Stored data entries:
»»

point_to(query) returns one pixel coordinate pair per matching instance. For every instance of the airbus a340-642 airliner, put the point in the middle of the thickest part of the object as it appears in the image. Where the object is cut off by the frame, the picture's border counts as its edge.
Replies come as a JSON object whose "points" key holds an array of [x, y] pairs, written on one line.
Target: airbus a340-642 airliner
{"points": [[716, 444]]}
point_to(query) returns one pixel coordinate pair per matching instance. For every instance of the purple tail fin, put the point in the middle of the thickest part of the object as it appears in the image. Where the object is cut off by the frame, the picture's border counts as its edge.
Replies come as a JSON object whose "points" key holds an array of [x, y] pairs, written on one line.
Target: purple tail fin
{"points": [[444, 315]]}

««

- Exercise prompt:
Only the lines that contain the string "middle" are to be copied from the records.

- Response area:
point_to(query) returns one pixel coordinate pair per matching instance. For every instance of the airbus a340-642 airliner, put the point in the middle of the thickest part of the object as it appears in the image. Where the object is cut off by the frame, the picture's border counts as its edge.
point_to(query) returns one pixel coordinate pair per matching instance. For every instance of the purple tail fin, put the point in the middle of the thickest part of the object as it appears in the image. Where the object is cut off by the frame, the picture's border counts as its edge.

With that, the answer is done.